EXERCISE OBJECTIVE
Arrange the entries below as a Markdown table with the columns "n" and "Line", giving each non-blank line its own row numbered in order. Leave blank lines and the pictures out of the answer.

[Data lines]
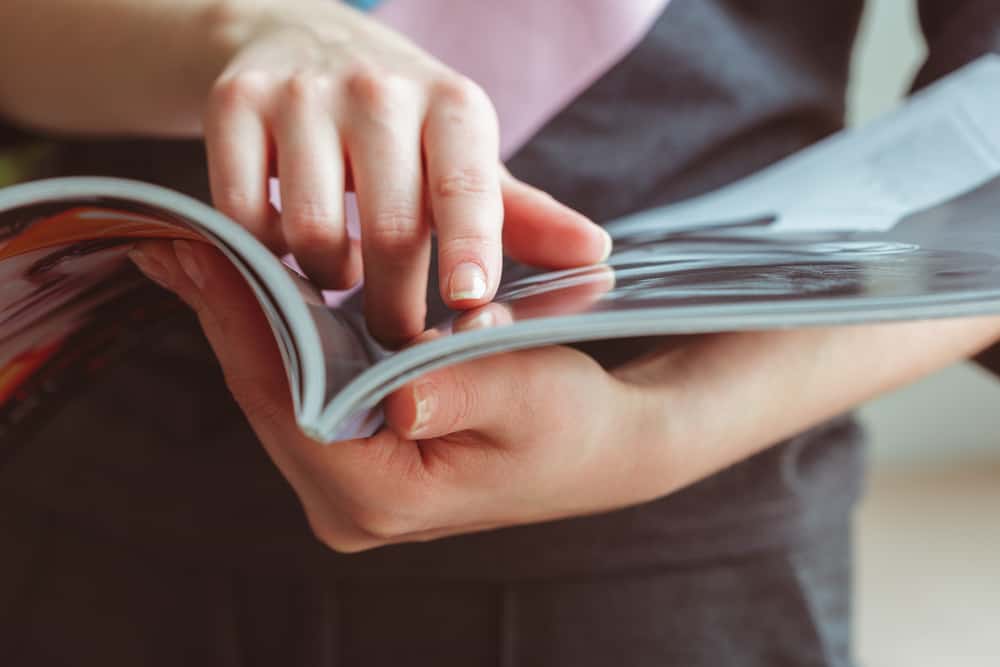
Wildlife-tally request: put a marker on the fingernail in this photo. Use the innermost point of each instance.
(468, 282)
(608, 246)
(424, 407)
(150, 267)
(188, 262)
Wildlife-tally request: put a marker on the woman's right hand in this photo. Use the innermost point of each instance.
(329, 100)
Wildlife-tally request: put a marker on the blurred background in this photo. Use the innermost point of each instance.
(928, 569)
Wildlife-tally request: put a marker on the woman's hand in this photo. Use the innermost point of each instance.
(510, 439)
(542, 434)
(330, 99)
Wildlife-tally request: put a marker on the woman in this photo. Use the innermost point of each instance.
(505, 516)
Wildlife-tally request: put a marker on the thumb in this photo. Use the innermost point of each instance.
(540, 231)
(230, 316)
(502, 396)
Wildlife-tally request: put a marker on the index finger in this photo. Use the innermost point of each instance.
(461, 145)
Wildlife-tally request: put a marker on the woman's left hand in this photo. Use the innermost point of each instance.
(510, 439)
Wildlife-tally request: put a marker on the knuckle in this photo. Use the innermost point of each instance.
(306, 86)
(242, 89)
(313, 222)
(375, 91)
(396, 228)
(379, 525)
(460, 91)
(465, 182)
(239, 205)
(335, 539)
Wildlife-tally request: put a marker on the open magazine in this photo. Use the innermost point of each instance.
(897, 220)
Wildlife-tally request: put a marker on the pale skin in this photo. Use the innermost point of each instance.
(340, 102)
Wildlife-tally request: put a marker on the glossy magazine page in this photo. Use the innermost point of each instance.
(63, 247)
(897, 220)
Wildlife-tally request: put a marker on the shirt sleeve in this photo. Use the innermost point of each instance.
(958, 32)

SOLVED PROBLEM
| n | Line |
|---|---|
| 1 | Wildlife-tally request: put a marker on the fingernail in this photo. Use the innermost point of each instance. |
| 2 | (468, 282) |
| 3 | (608, 246) |
| 4 | (424, 407) |
| 5 | (150, 267) |
| 6 | (188, 262) |
| 7 | Wildlife-tally request: put a marker on the woman's right hand in this photo. Use the innermost point of each instance. |
| 8 | (329, 100) |
| 9 | Wildlife-tally request: put a marker on the blurred background in this photo. Use the innermost point of each instance. |
| 10 | (928, 569) |
| 11 | Wildlife-tally request: put a marker on the woman's hand in this photo. Use the innermost point of each instance. |
| 12 | (510, 439) |
| 13 | (542, 434) |
| 14 | (330, 99) |
| 15 | Wildlife-tally request: put a marker on the woman in this photo. Use the innermost point of each instance. |
| 16 | (505, 516) |
| 17 | Wildlife-tally request: put a marker on the thumb in this photo. Use the innermost point of each instance. |
| 18 | (540, 231) |
| 19 | (230, 316) |
| 20 | (502, 396) |
| 21 | Wildlife-tally request: put a marker on the index finger in this photo. Use the innermost point of each instance. |
| 22 | (461, 145) |
| 23 | Wildlife-tally request: put a marker on the woman's left hand in this photo. Use the innermost point of each instance. |
| 24 | (510, 439) |
| 25 | Wildlife-tally request: put a marker on the knuckle in this photo. Use the innermost point of each instance. |
| 26 | (306, 86) |
| 27 | (242, 89) |
| 28 | (313, 222) |
| 29 | (375, 91) |
| 30 | (396, 228) |
| 31 | (379, 525) |
| 32 | (460, 91) |
| 33 | (465, 182) |
| 34 | (239, 205) |
| 35 | (335, 539) |
| 36 | Wildlife-tally request: put a marker on the open magazine in this photo. Use the innermost point of each instance. |
| 37 | (897, 220) |
| 38 | Wildlife-tally request: put a marker on the pale skin in this photo. Use the innermost point of each instance. |
| 39 | (340, 102) |
| 40 | Wildlife-tally request: put a marker on the glossy magazine page in this photo. Use the innermost point of each instance. |
| 41 | (63, 247) |
| 42 | (897, 220) |
| 43 | Wildlife-tally request: put a marker on the shirt sleeve in this photo. Use the innermost point of each instance. |
| 44 | (958, 32) |